### TASK REQUIREMENTS
1 – Summarize the forum thread on the unknown-size C structure in two sentences.
2 – In the forum thread on the unknown-size C structure, why does the asker say pointers can't really be used inside the structure?

**** DOCUMENT SECTION ****

C unknown-size structure - c

I am writing an app with the following dynamic config structure:
typedef struct {
char apphash[41];
char filenames_count;
char * filename[64];
} config;
But this code is wrong, I can't figure out how to copy data from and to c->filename[0] properly; c is a pointer to config structure, allocated dynamically like
config * c = (config *) malloc( 42 + 64 * 2 ) // alloc for 2 filenames. can realloc() later.
It segfaults if I use something like strcpy(c->filename[0],"file1.txt").
Can someone please help me with this?
Currently, I'm using direct address calculation, like
strcpy(
(char*)
((unsigned long) c + 42 /* apphash + filenames_count */ +
64 * 0 /* first item */ ),
"file1.txt"
);
and it works of course.
You see, I'm more of assembly programmer than of C, but I'd like this code to be more human-readable. This code looks that bad because I'm newcomer in C.
Oh, I gave a bad description of the situation. Sorry for that :(
The real code looks like:
config * c = (config*) malloc( 42 + 64 * 2 );
// we may realloc() it later if we are going to add more filenames.
// failing example how I do copy one default filename
strcpy(c->filename[0],"file1.txt");
// working example (i386)
strcpy((char*)((unsigned long) c + 42 + 64 * 0),"file1.txt");
I am using fully static structure type because it is going to be loaded directly from a file next time. That's why I can't really use pointers inside the structure, I need real data to be placed there.
I do check all lengths, no BOFs in real code, I just omitted all that stuff here.
I still didn't find a good solution to this.
Thanks again and sorry for bad question information.

I assume you have many filenames since you have filenames_count. Try
config_obj.filename[0] = strdup("file1.txt")

In your struct you're allocating an array of pointers to chars, not an array of chars. You must explicitely allocate also the targets of pointers, or at the very least, make the struct contain also the arrays of chars themselves:
char filename[64][MAX_PATH+1];
Replace MAX_PATH with the maximum length of any filename. Mind that this is not a very elegant solution, albeit a really simple one, because you're wasting lots of space.
Your direct address calculation is doing something different: it's placing the string directly in the space allocated for the pointers (and this is a Terribly Wrong Thing To Do™)

Right now config is a type that means the struct you have defined. You don't show us an identifier referring to an actual variable of type config.
So, first thing we need an instance of type config. You will either do
config c;
... c.filename ...
note the structure access operator is a ., or you will do something like
config *p = malloc(config)
/* error checking */
...c->filename ...
where -> is the pointer-dereference-and-access operator. The first form is preferred unless you hve a reason to want dynamic allocation (which, alas, happens a lot in c).
Then you have to figure out just what you want filename to be. As it is you have allocated space for 64 character pointers which don't point at allocated memory (except by purest acident, and then not at the memory you mean). You probably wanted{*} char filename[64] (a single filename allowed to be up to 63 characters long (to leave room for the null termination)) in which case you would use
strcpy(c.filename,"file1.txt");
/* or */
strcpy(p->filename,"file1.txt");
depending on how you allocated the structure in the first place.

**** DATASET SECTION ****

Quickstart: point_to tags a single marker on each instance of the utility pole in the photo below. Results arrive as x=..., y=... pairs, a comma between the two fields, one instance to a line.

****

### TASK-BY-TASK SOLUTIONS
1 – A programmer's config structure declares filename as an array of 64 character pointers, and copying a string into c->filename[0] with strcpy segfaults, though a direct address calculation works. Replies explain that those pointers do not point at allocated memory and suggest using strdup or making the struct hold the character arrays themselves, such as char filename[64][MAX_PATH+1].

2 – The structure is going to be loaded directly from a file next time, so the real data has to be placed in it.